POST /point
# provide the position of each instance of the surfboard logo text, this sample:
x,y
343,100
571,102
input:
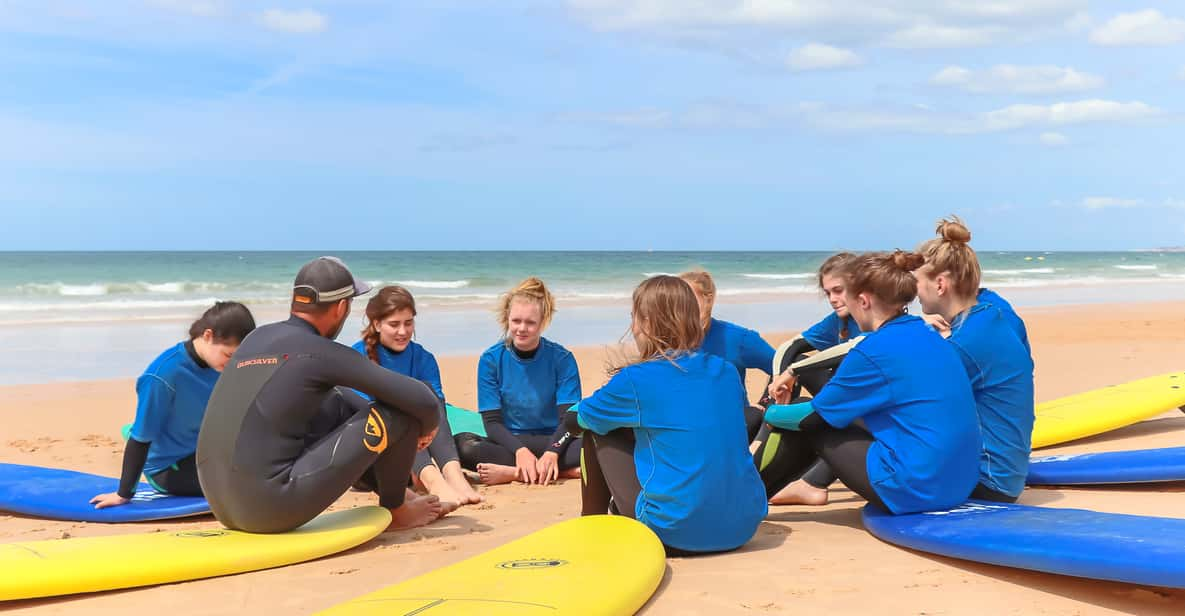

• _Work order_:
Exact repetition of all entries is required. The pictures should not appear.

• _Output below_:
POST /point
# provide the position of each instance of the surfboard logo text, this sample:
x,y
343,100
571,102
input:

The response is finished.